* EXERCISE DETAILS
Copy the full news excerpt about President Obama's visit to Cambodia, word for word.

Published: November 20, 2012
PHNOM PENH, Cambodia — Four decades after American warplanes
carpet-bombed this impoverished country, an American president came to
visit for the first time. He came not to defend the past, nor to
apologize for it. In fact, he made no public mention of it whatsoever.
President Obama’s
visit to a country deeply scarred by its involvement with the United
States did nothing to purge the ghosts or even address them. Mr. Obama
made clear he came only because Cambodia happened to be the site for a
summit meeting of Asian leaders, but given the current government’s
human rights record, he was intent on avoiding much interaction with the
host.
“How are you?” Mr. Obama asked Prime Minister Hun Sen when he showed up, unsmiling, for a meeting made necessary by protocol. “Good to see you.”
Those, as it turned out, were the only words he uttered publicly to or
about Cambodia during his two days here. In private, aides said, Mr.

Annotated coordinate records
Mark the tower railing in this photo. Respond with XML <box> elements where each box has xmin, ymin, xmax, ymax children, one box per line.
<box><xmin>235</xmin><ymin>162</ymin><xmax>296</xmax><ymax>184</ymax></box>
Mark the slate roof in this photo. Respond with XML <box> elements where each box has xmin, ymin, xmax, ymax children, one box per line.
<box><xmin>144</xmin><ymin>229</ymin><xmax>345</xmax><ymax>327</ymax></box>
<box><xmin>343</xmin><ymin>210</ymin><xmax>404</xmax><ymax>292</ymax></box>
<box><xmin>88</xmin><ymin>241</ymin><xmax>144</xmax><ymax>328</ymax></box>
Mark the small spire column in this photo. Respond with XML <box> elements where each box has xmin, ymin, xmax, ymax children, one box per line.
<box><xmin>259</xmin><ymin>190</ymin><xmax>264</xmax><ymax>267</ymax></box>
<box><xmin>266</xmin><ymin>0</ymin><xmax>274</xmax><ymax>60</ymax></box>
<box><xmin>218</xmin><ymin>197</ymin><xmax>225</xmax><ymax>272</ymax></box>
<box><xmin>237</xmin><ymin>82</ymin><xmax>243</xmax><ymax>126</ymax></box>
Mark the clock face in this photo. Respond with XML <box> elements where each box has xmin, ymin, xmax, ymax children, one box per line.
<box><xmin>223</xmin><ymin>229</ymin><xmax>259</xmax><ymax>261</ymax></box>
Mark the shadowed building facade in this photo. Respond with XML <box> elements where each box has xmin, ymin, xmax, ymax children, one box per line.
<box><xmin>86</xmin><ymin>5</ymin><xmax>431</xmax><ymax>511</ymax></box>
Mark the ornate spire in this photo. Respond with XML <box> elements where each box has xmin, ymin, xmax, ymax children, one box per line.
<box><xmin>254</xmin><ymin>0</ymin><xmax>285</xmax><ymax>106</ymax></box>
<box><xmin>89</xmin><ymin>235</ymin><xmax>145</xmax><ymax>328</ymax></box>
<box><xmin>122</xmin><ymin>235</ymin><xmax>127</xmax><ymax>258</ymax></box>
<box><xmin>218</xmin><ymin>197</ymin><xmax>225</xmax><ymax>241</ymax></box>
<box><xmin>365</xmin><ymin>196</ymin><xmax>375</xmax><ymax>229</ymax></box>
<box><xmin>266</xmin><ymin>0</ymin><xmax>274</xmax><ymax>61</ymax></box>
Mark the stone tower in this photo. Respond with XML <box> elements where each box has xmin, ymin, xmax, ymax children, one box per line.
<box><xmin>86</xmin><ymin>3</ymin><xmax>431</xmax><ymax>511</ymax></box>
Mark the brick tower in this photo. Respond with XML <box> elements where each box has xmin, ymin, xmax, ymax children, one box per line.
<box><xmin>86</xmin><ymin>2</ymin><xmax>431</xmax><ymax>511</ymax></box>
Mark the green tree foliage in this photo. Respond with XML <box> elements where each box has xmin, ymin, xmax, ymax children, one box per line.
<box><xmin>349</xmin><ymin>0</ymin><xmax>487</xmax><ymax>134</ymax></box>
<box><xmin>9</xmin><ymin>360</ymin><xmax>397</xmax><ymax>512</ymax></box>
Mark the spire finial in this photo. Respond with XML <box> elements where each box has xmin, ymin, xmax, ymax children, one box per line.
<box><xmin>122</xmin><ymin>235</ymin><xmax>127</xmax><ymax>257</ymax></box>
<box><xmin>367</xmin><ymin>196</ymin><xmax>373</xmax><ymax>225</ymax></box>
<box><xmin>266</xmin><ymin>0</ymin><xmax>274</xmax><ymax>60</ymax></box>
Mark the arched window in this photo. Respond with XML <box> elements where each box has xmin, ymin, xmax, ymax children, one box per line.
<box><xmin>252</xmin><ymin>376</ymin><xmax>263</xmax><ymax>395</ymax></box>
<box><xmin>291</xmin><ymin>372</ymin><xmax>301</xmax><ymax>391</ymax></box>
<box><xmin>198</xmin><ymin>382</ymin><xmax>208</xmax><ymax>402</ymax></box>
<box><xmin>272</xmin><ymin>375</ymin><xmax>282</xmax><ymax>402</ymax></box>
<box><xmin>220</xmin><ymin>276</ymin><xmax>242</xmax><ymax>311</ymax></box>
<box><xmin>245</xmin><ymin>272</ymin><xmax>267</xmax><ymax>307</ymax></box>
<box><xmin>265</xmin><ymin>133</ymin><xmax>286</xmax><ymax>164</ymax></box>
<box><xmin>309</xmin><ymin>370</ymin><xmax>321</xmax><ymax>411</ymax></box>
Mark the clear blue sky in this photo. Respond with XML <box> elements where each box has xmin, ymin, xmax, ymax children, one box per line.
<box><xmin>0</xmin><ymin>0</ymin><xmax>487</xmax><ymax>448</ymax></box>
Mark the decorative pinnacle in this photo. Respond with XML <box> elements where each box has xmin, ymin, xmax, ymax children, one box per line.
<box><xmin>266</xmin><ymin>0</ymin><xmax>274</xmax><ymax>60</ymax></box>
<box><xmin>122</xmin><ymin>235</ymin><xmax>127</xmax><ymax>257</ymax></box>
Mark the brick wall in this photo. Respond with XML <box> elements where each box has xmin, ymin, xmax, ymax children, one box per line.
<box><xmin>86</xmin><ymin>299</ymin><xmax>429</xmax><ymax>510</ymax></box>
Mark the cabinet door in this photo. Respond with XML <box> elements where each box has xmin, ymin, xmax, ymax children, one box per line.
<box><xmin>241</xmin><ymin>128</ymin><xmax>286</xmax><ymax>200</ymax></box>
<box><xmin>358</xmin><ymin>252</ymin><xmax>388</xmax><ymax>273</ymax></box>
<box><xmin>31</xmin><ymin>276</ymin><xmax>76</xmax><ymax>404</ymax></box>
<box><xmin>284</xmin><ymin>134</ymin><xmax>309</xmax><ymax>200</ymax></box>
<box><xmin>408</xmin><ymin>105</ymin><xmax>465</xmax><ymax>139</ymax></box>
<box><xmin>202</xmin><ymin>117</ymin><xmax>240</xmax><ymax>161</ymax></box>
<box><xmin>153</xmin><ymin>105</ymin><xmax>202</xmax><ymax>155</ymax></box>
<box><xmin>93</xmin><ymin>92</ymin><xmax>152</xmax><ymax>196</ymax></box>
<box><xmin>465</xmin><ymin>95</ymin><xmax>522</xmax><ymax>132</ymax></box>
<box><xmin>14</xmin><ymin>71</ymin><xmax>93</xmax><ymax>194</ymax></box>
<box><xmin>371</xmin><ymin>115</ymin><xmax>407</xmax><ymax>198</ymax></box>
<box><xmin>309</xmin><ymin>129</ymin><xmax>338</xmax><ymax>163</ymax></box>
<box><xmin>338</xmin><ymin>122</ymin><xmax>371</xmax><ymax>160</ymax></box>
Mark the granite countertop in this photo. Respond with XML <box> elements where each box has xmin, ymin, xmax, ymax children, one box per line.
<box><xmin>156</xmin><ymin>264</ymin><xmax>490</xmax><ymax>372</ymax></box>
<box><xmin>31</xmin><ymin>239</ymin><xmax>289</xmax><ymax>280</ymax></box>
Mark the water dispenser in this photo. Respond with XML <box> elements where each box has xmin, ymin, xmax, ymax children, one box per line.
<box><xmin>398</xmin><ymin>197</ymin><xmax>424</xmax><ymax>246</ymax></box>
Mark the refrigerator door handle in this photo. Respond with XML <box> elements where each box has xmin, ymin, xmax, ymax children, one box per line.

* PROBLEM SOLUTION
Published: November 20, 2012
PHNOM PENH, Cambodia — Four decades after American warplanes
carpet-bombed this impoverished country, an American president came to
visit for the first time. He came not to defend the past, nor to
apologize for it. In fact, he made no public mention of it whatsoever.
President Obama’s
visit to a country deeply scarred by its involvement with the United
States did nothing to purge the ghosts or even address them. Mr. Obama
made clear he came only because Cambodia happened to be the site for a
summit meeting of Asian leaders, but given the current government’s
human rights record, he was intent on avoiding much interaction with the
host.
“How are you?” Mr. Obama asked Prime Minister Hun Sen when he showed up, unsmiling, for a meeting made necessary by protocol. “Good to see you.”
Those, as it turned out, were the only words he uttered publicly to or
about Cambodia during his two days here. In private, aides said, Mr.